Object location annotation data

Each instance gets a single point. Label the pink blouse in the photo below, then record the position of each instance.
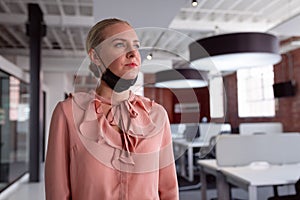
(87, 159)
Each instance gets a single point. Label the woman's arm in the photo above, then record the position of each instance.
(57, 181)
(168, 185)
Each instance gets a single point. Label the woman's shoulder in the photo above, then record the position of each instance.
(152, 104)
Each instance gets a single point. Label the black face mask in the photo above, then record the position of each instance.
(115, 82)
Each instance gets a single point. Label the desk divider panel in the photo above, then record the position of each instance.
(240, 150)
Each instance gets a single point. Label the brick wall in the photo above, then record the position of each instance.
(287, 108)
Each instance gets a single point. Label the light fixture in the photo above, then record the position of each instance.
(149, 56)
(229, 52)
(194, 3)
(180, 78)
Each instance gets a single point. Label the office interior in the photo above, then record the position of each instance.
(237, 102)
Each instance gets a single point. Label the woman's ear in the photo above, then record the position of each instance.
(94, 57)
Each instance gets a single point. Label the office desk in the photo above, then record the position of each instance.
(186, 145)
(246, 177)
(209, 166)
(251, 179)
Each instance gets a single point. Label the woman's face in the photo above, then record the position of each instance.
(119, 51)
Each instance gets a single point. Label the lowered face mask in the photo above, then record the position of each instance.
(117, 83)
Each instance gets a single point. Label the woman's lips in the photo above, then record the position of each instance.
(131, 65)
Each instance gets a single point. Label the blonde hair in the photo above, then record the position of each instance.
(96, 35)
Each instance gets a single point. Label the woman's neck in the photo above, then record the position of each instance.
(106, 92)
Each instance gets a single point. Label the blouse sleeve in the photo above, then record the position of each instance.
(57, 182)
(168, 186)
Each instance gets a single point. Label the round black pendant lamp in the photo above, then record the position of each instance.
(229, 52)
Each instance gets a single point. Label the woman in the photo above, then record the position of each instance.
(110, 143)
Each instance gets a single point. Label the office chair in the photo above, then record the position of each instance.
(204, 152)
(287, 197)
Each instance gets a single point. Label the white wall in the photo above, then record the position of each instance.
(57, 84)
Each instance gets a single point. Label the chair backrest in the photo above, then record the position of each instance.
(260, 128)
(239, 150)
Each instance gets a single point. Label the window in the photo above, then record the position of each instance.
(255, 92)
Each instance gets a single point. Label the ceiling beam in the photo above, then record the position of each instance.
(55, 53)
(209, 26)
(57, 38)
(71, 39)
(8, 40)
(5, 7)
(17, 37)
(47, 42)
(50, 20)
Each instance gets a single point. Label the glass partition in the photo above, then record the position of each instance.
(14, 129)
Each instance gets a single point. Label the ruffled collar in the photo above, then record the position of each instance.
(134, 116)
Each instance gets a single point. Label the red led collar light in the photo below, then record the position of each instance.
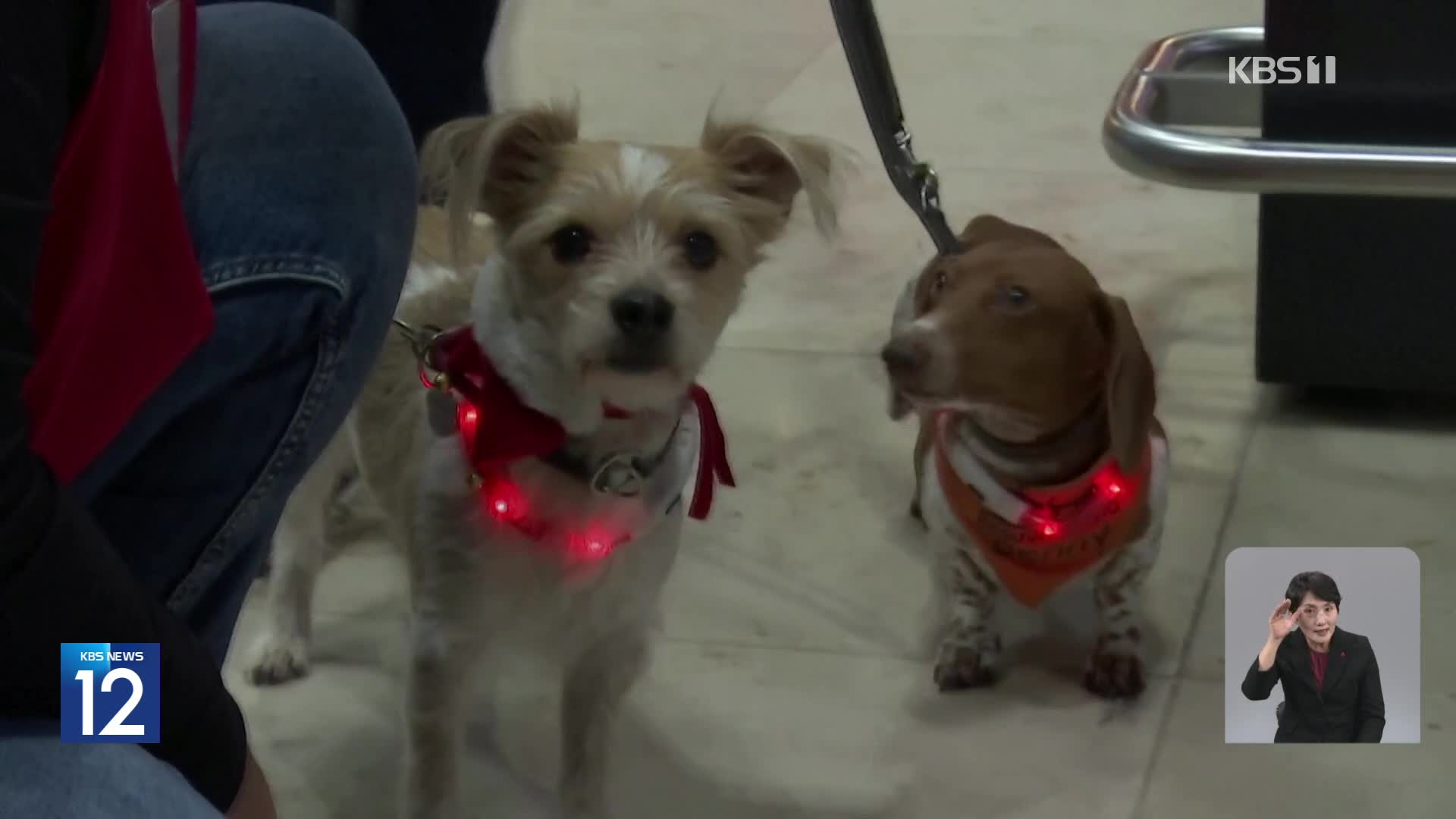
(1104, 500)
(519, 431)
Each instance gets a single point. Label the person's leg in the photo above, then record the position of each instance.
(431, 53)
(300, 187)
(47, 780)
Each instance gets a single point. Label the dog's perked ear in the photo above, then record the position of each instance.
(498, 165)
(1131, 394)
(767, 169)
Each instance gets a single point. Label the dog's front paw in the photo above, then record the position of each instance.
(1114, 675)
(965, 667)
(278, 661)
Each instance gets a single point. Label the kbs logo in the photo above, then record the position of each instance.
(1286, 71)
(111, 692)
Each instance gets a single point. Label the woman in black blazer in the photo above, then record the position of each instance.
(1331, 679)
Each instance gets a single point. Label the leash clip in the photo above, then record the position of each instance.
(619, 475)
(870, 64)
(422, 344)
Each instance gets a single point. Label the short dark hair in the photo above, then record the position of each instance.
(1315, 583)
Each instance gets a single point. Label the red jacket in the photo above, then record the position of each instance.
(101, 299)
(118, 297)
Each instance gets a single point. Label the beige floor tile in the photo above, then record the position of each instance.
(650, 71)
(1063, 19)
(723, 733)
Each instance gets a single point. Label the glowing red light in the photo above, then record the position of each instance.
(504, 502)
(1043, 525)
(590, 545)
(468, 419)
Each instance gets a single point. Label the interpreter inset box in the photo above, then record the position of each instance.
(1323, 645)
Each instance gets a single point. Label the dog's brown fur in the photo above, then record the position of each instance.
(1047, 373)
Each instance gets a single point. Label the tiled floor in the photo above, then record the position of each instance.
(789, 681)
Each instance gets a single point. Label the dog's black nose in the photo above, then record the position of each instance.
(642, 314)
(903, 356)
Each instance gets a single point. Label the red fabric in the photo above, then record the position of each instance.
(712, 458)
(519, 431)
(118, 297)
(1320, 661)
(516, 430)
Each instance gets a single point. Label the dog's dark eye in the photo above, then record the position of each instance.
(571, 243)
(1015, 297)
(701, 249)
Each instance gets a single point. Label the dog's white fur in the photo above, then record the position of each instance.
(548, 328)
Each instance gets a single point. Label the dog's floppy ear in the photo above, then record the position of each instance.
(767, 169)
(986, 229)
(1130, 384)
(500, 164)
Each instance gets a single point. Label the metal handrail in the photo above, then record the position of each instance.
(1183, 80)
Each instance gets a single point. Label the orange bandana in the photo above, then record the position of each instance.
(1071, 528)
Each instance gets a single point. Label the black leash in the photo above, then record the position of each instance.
(870, 63)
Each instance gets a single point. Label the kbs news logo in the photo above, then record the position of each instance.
(1285, 71)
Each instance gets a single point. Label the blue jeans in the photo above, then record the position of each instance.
(300, 186)
(431, 52)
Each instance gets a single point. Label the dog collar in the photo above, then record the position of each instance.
(497, 428)
(1038, 538)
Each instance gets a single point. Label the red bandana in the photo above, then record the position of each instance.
(519, 431)
(1071, 528)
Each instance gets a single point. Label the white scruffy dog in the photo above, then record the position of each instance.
(607, 280)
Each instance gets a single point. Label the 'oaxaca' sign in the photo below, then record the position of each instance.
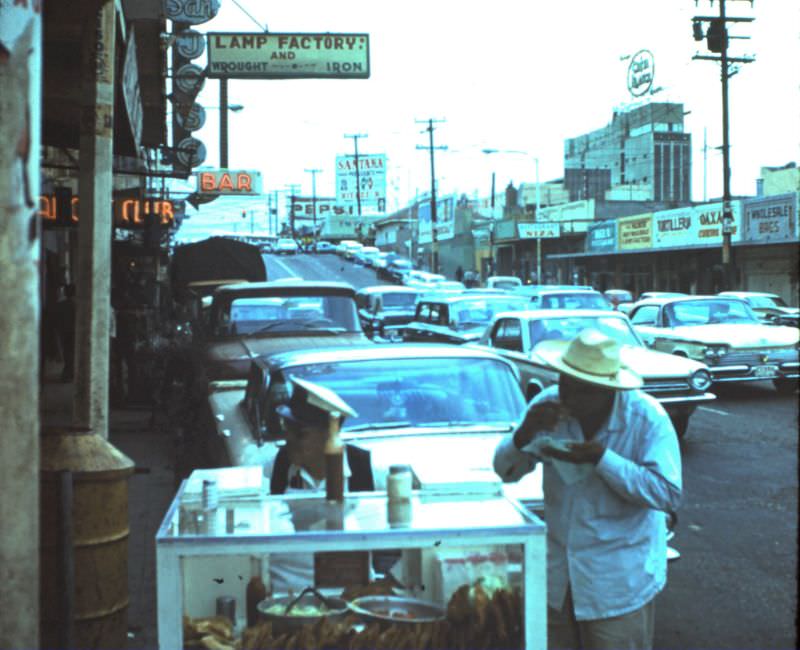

What the exercise asks:
Reproduce the listing word for word and omit its pictures.

Task output:
Each instance gets a single point. Label the pink blouse in the photo below, then record the position of each instance.
(87, 159)
Each instance gets a single point. Label the woman's arm in the photo above, then record the position of each instance.
(57, 181)
(168, 185)
Each instance gets a single point. Label the woman's shoulder in the photo above, then record the position of each instance.
(152, 104)
Each instance gets a single point. Label the black face mask in the photo above, then record the position of each instance.
(115, 82)
Each instance gets a single point. Label the desk divider panel in the photo above, then record the position of each instance.
(240, 150)
Each instance gets a single point. Label the brick wall in the photo above, then record the position of each instance.
(287, 108)
Each instance gets a single point. Label the light fixture in the photo above, then record the position of each instance.
(149, 56)
(229, 52)
(194, 3)
(180, 78)
Each instance gets a single point. Label the office interior in the photo above, then record the position of each instance.
(237, 102)
Each instance gets a single point. Label the woman's ear in the photo above, then record the position of each instance.
(94, 57)
Each instance gets a single point. Label the office desk in the photo above, then record the position of each instance.
(186, 145)
(246, 177)
(209, 166)
(251, 179)
Each instance gets a single point. Label the woman's face in the photo above, then record the position of each instance.
(119, 51)
Each instance gets a single point. Label the lowered face mask in the photo above, then record the position of each instance.
(117, 83)
Each instance gets a single point. Label the woman's lips in the photo above, then record the position of each instance.
(131, 65)
Each instance gets a single point. Label the blonde hair in the photo above, then record the position of each instance.
(96, 35)
Each instance gets a single point. Label the woman's neck in the photo above, then record the position of each instance.
(106, 92)
Each instance gets a single point. Label the blouse sleeve in the photo above, then record the position of each instance.
(57, 182)
(168, 186)
Each instance gets a single point. Label the round black pendant lamp in the photo above, then record the position of each instance.
(229, 52)
Each instance gets a single point. Label the woman in the photo above, then record the position of each instance.
(110, 143)
Each instance gets a single point. Label the office chair in the photo above, then record the position of each instance.
(204, 152)
(287, 197)
Each instance gets a single point. Label the white wall in the photo above, then record the position of each instance.
(57, 84)
Each instance gets a single point. Label the chair backrest in the photo above, then record the position of each instance.
(260, 128)
(239, 150)
Each instance gets a single point. Label the window in the photo above, then record the position of each instance.
(255, 92)
Each instance gets a single point. Label the ceiling beam in the photo above, then record the position of each instance.
(55, 53)
(209, 26)
(57, 38)
(71, 39)
(8, 40)
(5, 7)
(17, 37)
(47, 42)
(50, 20)
Each instance gets a single point. Label the glass partition in the photo above, then record the position of each instance.
(14, 129)
Each instance gets a single point. Label the ruffled collar in the photo above, then record the position of each instance.
(134, 116)
Each instance gets a single point. Label the red led collar light in the photo below, then record the position of each instance.
(1104, 500)
(519, 431)
Each instance gets a single point. Label the person's leg in the photo above, then record the position of each instance.
(431, 53)
(300, 187)
(47, 780)
Each instance gets a single point. Label the dog's perked ear in the photo above, then record the position of each instance.
(498, 165)
(1131, 394)
(767, 169)
Each instance gets a single point. Label the dog's front paw in the photo above, then record the position of each instance.
(1114, 675)
(965, 667)
(278, 661)
Each instance gets a single point. Label the kbs logo in the photo above, then record the position of each instance.
(1286, 71)
(111, 692)
Each instance gets a single point. Label the woman in black blazer in the photo above, then record the position of each instance.
(1331, 679)
Each instance gets a single point. Label the leash clip in the photo above, then record the position of each instance.
(619, 475)
(870, 64)
(422, 344)
Each instance gets a single point. Label the short dark hair in the photo above, then record the position of each instance.
(1315, 583)
Each instance gets a single point. Label the red jacket in the photo above, then record the position of each instance.
(101, 299)
(118, 297)
Each instance gets a single point. Label the beige floor tile in the photo above, then record the position of each instance.
(650, 71)
(1063, 19)
(723, 733)
Each instance gets a single point. Label the glowing red light in the photo above, then record the position of each instance.
(504, 502)
(1043, 525)
(590, 545)
(468, 419)
Each instance gets a single point. Label the interpreter inset box in the photo above, then record the position of each instance.
(1323, 645)
Each instance gets a single point. Label the dog's brown fur in the photo above, then record the position of each instance.
(1047, 373)
Each instance gets a single point. Label the tiled floor in the photo above, then record the position of each instance.
(789, 681)
Each instance gets a single point. Label the dog's black nose in the photo above, then record the position of each instance.
(642, 314)
(903, 356)
Each instance gets a single point. Label the red fabric in the photo above, then record the position of each instance.
(712, 458)
(519, 431)
(118, 297)
(1320, 661)
(516, 430)
Each instance gets a single point. Label the dog's dark eye in the photo above, then record the position of each instance.
(571, 243)
(1015, 297)
(701, 249)
Each instance gets a single point. Label the dog's white fur in the photo above, then record the position of each instance.
(548, 328)
Each instance gets a single point. Label the dog's floppy ear in the photo above, then record the position of each instance.
(767, 169)
(986, 229)
(1130, 384)
(500, 164)
Each instance gets a single point. Label the metal handrail in the photo above, then record the position of each instance.
(1183, 80)
Each instance gets a single point. Label the orange bandana in the photo above, then record the position of each instance.
(1071, 528)
Each instance gets a single point. Label the black leash in the photo above, then record the position of each instance.
(870, 63)
Each instance gets a single point. Label the kbs news logo in the photo above, then record the position of each instance.
(1285, 71)
Each instance gets a single point. Label the blue jeans in the photo above, then record the position of each instance.
(300, 186)
(431, 52)
Each instance gets a single point. Label the dog collar in the photo above, then record the position of each instance.
(497, 428)
(1038, 538)
Each instance gets a single point. Label the red bandana in the photo above, then record the position of each instance.
(519, 431)
(1071, 528)
Each instance gets a single point. Label the white scruffy dog in the photo above, then record the position of each instance.
(607, 280)
Each instance gets a single point. Label the 'oaxaca' sign in the photo below, then record the position of each instance.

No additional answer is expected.